§ **GIVEN INSTRUCTION A**
State how many lines of the rows below contain the string "woman". Give only the number.

§ **PASSAGE**
At a previous company, there was a Clean Code OOP zealot. I heard him discussing with another colleague about the need to split up a function because it was too long (it was 10 lines). I said, from the sidelines, "yes, because nothing enhances readability like splitting a 10 line function into 10, 1-line functions". He didn't realize I was being sarcastic and nodded in agreement that it would be much better that way.
There seems to be a lot of overlap between the Clean Coders and the Neo Coders [0]. I wish we could get rid of both.
[0] People who strive for "The One" architecture that will allow any change no matter what. Seriously, abstraction out the wazoo!
Honestly. If you're getting data from a bar code scanner and you think, "we should handle the case where we get data from a hot air balloon!" because ... what if?, you should retire.
The problem is that `partial` in C# should never even have been considered as a "solution" to write small, maintainable classes. AFAIK partial was introduced for code-behind files, not to structure human written code.
Anyways, you are not alone with that experience - a common mistake I see, no matter what language or framework, is that people fall for the fallacy "separation into files" is the same as "separation of concerns".
Seriously? That's an abuse of partial and just a way of following the rules without actually following them. That code must have been fun to navigate...
Many years ago I worked on a project that had a hard “no hard coded values” rule, as requested by the customer. The team routinely wrote the equivalent to
const char_a = “a”;
And I couldn’t get my manager to understand why this was a problem.
> where I have to look through 10-15 files to see the full class
The Magento 2 codebase is a good example of this. It's both well written and horrible at the same time. Everything is so spread out into constituent technical components, that the code loses the "narrative" of what's going on.
I started OOP in '96 and I was never able to wrap my head around the code these "Clean Code" zealots produced.
Case in point: Bob Martin's "Video Store" example.
My best guess is that clean code, to them, was as little code on the screen as possible, not necessarily "intention revealing code either", instead everything is abstracted until it looks like it does nothing.
I have had the experience of trying to understand how a feature in a C++ project worked (both Audacity and Aegisub I think) only to find that I actually could not find where anything was implemented, because everything was just a glue that called another piece of glue.
Also sat in their IRC channel for months and the lead developer was constantly discussing how he'd refactor it to be cleaner but never seemed to add code that did something.
SOLID code is a very misleading name for a technique that seems to shred the code into confetti.
I personally don't feel all that productive spending like half my time just navigating the code rather than actually reading it, but maybe it's just me.
What is mostly surprising I find most of developers are trying to obey the "rules". Code containing even minuscule duplication must be DRYied, everyone agrees that code must be clean and professional.
Yet it is never enough, bugs are showing up and stuff that was written by others is always bad.
I start thinking that 'Uncle Bob' and 'Clean code' zealots are actually harmful, because it prevents people from taking two steps back and thinking about what they are doing. Making microservices/components/classes/functions that end up never reused and making DRY holy grail.
Personally I am YAGNI > DRY and a lot of times you are not going to need small functions or magic abstractions.
I think the problem is not the book itself, but people thinking that all the rules apply to all the code, al the time. A length restriction is interesting because it makes you think if maybe you should spit your function into more than one, as you might be doing too much in one place. Now, if splitting will make things worse, then just don't.
In C# and .NET specifically, we find ourselves having a plethora of services when they are "human-readable" and short.

§ **GIVEN INSTRUCTION B**
Which codebase does the thread above describe as both well written and horrible at the same time?

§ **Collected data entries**

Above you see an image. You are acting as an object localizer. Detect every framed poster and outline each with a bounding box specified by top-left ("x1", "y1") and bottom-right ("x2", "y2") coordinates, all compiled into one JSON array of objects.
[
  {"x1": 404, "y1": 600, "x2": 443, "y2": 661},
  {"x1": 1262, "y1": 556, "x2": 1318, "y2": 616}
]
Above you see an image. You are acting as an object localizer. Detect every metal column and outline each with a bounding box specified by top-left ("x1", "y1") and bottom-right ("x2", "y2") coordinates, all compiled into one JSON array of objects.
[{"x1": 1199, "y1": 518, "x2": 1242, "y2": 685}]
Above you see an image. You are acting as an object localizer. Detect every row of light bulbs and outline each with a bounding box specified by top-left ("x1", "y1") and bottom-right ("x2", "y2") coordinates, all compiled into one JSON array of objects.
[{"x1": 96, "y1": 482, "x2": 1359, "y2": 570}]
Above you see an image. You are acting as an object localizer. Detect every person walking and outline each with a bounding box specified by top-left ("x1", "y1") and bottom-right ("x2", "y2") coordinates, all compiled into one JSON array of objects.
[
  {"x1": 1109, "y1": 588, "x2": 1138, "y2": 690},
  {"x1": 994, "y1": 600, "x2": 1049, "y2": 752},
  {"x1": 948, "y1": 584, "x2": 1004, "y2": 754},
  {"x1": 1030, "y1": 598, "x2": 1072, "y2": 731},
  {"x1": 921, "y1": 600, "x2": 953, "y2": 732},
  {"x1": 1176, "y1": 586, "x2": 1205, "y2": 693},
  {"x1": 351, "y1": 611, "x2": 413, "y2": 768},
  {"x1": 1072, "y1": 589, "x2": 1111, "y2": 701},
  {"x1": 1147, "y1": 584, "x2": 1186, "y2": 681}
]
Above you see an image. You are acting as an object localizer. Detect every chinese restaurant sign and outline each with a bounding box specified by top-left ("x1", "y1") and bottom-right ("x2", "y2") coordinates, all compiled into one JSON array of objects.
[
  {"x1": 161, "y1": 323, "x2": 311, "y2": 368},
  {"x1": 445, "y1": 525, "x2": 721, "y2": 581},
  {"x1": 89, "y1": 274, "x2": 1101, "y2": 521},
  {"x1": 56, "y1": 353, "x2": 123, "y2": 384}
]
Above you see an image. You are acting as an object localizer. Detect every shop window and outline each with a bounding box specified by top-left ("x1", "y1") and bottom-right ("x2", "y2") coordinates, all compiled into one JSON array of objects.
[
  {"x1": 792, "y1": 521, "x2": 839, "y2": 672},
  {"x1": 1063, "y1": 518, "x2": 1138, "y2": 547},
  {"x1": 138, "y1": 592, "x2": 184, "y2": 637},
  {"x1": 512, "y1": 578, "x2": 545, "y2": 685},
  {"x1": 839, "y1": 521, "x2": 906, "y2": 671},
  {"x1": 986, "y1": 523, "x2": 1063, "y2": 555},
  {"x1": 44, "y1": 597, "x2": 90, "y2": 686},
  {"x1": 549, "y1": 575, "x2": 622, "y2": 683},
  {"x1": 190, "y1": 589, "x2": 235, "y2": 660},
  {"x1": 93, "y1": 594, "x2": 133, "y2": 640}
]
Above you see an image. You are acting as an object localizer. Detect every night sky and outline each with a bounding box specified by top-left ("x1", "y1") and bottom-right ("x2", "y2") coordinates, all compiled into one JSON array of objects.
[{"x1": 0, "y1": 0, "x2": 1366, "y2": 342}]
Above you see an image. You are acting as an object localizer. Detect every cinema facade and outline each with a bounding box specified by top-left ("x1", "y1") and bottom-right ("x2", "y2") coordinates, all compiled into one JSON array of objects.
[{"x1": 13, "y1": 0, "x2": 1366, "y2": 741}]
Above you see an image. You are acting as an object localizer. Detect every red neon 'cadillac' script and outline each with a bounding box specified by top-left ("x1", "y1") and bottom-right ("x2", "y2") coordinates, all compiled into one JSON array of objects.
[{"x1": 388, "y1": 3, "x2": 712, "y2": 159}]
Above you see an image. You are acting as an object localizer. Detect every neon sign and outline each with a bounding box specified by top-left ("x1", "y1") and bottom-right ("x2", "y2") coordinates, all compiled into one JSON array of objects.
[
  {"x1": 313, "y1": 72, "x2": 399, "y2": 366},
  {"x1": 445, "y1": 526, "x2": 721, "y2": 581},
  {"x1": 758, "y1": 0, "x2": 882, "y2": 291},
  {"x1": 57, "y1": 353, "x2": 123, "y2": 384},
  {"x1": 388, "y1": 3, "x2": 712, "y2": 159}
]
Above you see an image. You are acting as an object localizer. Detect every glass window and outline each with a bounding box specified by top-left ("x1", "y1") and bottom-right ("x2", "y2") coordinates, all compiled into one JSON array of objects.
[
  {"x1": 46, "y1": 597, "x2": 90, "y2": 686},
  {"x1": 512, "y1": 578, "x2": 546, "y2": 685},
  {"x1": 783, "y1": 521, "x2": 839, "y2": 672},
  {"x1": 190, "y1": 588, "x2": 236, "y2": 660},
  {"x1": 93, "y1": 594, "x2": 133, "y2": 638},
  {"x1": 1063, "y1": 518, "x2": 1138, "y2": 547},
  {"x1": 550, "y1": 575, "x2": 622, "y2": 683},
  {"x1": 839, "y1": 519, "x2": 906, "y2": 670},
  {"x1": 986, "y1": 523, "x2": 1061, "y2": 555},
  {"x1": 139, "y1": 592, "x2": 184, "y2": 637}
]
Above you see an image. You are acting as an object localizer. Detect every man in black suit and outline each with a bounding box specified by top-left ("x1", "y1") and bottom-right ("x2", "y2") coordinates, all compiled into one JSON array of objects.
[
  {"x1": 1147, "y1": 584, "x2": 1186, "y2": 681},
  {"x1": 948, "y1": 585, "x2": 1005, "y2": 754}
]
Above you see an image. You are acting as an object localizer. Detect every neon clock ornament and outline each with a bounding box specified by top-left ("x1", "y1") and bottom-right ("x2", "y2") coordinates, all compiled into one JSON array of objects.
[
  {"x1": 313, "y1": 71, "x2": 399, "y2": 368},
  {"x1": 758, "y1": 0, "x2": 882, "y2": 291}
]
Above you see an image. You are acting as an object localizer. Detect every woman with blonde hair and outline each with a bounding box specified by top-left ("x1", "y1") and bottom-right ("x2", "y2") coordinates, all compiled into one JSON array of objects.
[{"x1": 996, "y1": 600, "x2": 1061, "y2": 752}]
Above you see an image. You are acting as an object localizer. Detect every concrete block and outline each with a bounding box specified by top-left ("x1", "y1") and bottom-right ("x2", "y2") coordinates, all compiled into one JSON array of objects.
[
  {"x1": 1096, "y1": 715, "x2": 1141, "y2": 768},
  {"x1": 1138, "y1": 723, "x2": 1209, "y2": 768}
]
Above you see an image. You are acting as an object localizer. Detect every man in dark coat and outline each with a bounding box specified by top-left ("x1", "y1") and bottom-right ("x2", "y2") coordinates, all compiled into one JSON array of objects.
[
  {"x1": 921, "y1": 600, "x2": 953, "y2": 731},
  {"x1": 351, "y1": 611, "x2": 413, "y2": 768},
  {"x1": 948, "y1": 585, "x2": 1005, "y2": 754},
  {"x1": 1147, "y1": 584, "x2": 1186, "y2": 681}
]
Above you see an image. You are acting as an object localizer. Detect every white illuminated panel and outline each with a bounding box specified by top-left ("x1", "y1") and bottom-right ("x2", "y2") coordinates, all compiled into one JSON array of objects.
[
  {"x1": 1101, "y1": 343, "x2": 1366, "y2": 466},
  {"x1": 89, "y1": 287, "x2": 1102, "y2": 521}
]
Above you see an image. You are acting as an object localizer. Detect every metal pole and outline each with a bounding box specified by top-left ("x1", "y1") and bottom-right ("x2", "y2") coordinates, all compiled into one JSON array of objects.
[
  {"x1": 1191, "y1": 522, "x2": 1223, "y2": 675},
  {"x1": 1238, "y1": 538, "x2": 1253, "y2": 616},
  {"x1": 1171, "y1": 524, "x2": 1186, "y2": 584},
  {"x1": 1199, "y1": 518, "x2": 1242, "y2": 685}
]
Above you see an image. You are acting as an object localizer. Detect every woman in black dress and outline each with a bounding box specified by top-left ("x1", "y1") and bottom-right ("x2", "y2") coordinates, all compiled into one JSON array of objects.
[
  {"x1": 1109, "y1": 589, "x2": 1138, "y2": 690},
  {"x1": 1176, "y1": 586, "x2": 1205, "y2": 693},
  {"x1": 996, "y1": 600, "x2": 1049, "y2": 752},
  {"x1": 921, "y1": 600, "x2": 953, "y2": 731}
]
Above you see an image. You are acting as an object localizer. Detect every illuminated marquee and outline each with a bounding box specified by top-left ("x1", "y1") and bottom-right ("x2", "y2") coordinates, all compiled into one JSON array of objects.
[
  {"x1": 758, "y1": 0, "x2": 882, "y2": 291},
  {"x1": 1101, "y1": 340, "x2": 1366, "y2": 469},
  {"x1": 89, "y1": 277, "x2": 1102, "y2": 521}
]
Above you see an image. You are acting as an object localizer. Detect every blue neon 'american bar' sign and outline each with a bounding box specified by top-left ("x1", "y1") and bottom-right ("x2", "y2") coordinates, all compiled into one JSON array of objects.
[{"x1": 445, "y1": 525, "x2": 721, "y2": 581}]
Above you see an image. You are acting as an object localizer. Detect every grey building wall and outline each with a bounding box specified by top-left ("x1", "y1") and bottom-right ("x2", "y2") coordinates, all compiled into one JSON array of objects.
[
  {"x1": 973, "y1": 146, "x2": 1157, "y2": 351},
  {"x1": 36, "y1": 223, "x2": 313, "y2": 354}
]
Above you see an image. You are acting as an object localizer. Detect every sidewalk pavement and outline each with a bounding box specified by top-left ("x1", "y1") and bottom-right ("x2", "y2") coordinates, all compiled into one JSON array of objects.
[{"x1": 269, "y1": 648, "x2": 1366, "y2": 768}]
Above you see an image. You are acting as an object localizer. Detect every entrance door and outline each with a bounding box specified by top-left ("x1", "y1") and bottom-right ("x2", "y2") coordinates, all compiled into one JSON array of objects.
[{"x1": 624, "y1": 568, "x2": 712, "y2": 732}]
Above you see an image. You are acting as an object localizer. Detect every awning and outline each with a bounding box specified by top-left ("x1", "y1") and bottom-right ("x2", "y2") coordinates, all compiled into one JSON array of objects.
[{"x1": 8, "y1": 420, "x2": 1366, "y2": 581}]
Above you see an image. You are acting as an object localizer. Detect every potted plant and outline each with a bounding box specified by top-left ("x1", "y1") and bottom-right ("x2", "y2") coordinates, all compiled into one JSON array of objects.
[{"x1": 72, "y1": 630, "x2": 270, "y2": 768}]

§ **OUTPUT A**
2

§ **OUTPUT B**
The Magento 2 codebase.